▶ [Given passage]
══════════

By Rich Wolski, Computer Science Professor, UC Santa Barbara. At the Sedgwick Reserve in Santa Barbara County, hundreds of thousands of animal photos are generated each month by remote, motion-detection camera traps. These images are used continuously to determine species population health, the effects of climate and climate change on wildlife, and even local hunting and wildlife management policies along the Central Coast of California.
In the past, to use the images, professional researchers and local citizen scientists had to manually classify the hundreds of thousands of images gathered at the reserve each year – a laborious, tedious, and often error-prone task. Now scientists can use a system based on “automated deep learning” and “The Internet of Things” (IoT) to classify the images automatically, saving time and effort.
This new wildlife monitoring system is aptly named “Where’s the Bear?” (WTB) and is the work of a team of computer scientists at UCSB, led by sophomore Andy Elias and graduate student researcher Nevena Golubovic and their research advisors, Dr. Chandra Krintz and me. WTB is part of the larger Smart Farm effort (https://www.cs.ucsb.edu/~ckrintz/projects/index.html) at UCSB.
WTB uses a resource-rich federation of university campus clouds called Aristotle to train machine learning models to rapidly classify animals in the photos, and in-the-field, resource-constrained “edge” clouds to perform classification near the cameras. WTB accurately identifies bears, deer, and coyotes, and significantly reduces the time and bandwidth requirements for image transfer.
Krintz and I are computer scientists at UC Santa Barbara, and are the principle investigators for the WTB project. Krintz said, “Our students are excited by the prospect of combining the latest machine learning technologies that are powering e-commerce with scientific research that has the potential for tremendous positive social impact.”
For our students to create systems that have this kind of societal impact they must address several very challenging computer science questions in the areas of IoT, cloud computing, computer architecture, and system reliability. They also have to look at them together, end-to-end, in order to be able to evaluate the research with a working system. Doing so using real-world problems as “drivers” for the computer science ensures both that the results are repeatable and also that the technologies that the science generates are immediately beneficial.
However this kind of laborious, empirical research often requires large-scale IT infrastructure specifically designed for multi-disciplinary university research and for this we leverage Aritstotle. The UCSB Aristotle cloud is part of the Aristotle Cloud Federation, a National Science Foundation Data Infrastructure Building Blocks (DIBBs) project that is building a federated cloud model. The initial sites are UCSB, Cornell University, and the University at Buffalo. The goal of the federation is to reduce “time to science” and IT costs by enabling campuses to share cloud resources, data, and software before paying to burst to public clouds.

══════════

▶ [Material supplied]

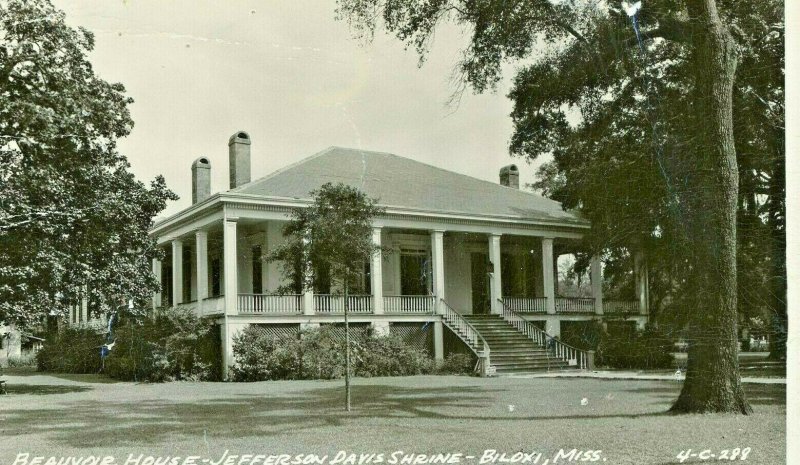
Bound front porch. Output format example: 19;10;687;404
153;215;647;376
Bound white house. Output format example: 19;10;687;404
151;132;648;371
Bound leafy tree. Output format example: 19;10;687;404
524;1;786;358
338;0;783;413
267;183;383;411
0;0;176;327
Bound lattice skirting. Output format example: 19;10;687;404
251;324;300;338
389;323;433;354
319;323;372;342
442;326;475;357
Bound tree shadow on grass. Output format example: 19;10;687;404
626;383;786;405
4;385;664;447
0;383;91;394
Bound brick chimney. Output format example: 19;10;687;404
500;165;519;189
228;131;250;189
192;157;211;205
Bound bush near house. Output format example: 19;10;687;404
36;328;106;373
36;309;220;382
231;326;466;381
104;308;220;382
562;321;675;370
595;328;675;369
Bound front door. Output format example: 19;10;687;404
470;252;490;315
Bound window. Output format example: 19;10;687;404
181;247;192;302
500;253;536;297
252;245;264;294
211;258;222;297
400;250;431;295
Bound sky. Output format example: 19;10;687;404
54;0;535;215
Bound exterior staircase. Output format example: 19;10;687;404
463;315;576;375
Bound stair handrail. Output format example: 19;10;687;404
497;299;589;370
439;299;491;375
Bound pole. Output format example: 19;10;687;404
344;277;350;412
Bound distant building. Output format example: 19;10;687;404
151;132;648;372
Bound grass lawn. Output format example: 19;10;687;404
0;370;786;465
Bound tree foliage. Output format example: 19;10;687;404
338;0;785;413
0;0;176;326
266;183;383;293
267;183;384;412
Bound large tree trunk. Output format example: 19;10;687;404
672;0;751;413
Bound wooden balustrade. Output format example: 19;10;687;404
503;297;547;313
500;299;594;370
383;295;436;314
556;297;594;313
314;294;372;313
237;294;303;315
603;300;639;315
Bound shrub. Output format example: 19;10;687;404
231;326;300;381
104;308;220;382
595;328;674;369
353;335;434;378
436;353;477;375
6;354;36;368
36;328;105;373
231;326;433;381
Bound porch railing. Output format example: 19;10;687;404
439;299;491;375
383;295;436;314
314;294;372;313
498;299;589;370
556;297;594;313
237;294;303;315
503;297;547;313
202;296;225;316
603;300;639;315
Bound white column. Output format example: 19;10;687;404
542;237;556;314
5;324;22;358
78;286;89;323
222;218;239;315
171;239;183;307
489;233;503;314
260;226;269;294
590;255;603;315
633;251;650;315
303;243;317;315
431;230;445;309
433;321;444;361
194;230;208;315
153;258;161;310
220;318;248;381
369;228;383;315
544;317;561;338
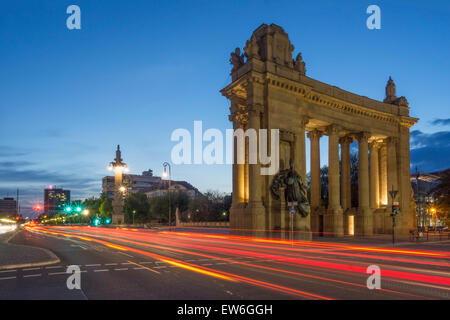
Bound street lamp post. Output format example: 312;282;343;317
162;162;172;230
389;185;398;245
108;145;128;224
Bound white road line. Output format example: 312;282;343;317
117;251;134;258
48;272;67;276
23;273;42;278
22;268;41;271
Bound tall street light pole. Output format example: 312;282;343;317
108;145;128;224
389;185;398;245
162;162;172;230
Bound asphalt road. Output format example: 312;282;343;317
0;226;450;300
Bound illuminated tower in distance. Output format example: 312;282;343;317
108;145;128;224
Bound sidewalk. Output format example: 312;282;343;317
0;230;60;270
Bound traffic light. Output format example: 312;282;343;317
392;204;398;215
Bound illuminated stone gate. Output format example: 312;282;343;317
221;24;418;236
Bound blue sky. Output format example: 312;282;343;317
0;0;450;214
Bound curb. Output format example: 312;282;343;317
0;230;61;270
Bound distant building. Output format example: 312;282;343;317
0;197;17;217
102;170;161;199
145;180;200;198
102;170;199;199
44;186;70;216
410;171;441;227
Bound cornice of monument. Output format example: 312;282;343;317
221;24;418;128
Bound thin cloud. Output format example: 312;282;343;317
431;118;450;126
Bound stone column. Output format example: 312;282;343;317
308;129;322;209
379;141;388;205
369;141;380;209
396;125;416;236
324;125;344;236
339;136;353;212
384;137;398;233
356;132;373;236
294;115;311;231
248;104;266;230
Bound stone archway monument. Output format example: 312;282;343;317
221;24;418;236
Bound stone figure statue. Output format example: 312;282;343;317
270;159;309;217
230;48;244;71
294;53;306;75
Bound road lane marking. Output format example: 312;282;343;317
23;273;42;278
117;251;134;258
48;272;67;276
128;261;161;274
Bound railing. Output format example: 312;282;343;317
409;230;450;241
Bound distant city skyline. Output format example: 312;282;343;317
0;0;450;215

══════════

▶ [Work to do]
[1] Collect every line of the records that contains the string "pole". Treat uppercase and lowercase as different.
[2] Please carry on the article on the "Where's the Bear?" wildlife monitoring system from the point where it stops.
The records have no connection to the article on the "Where's the Bear?" wildlife monitoring system.

▶ [Expected responses]
[1]
Bound pole. Output format example: 19;10;687;404
Bound tall street light pole. Output format example: 312;282;343;317

[2]
The goal for Aristotle is to be able to provide cloud services to university scientists in a way that better fits the scientific work flow. I believe the public clouds are great if you know exactly what you want to compute or to store, and can pay for it. However, scientists often can’t tell what new idea will trigger a new computing need so they must be able to use whatever capacity is available on a fixed budget very efficiently. Aristotle is the first attempt to design such efficiencies into a federation of clouds dedicated to university-based scientific research.
Future plans for WTB and SmartFarm include developing a notification system that will give hikers, students, and researchers real-time alerts to potential animal presence, as well as developing data-driven decision support systems for sustainable agriculture and ranching at Sedgwick. More broadly, we look forward to the day when there is an “Amazon for Ag” and a Google for ranchers to track wildlife and livestock. Or as Dr. Krintz likes to put it – the invention of “Moogle.”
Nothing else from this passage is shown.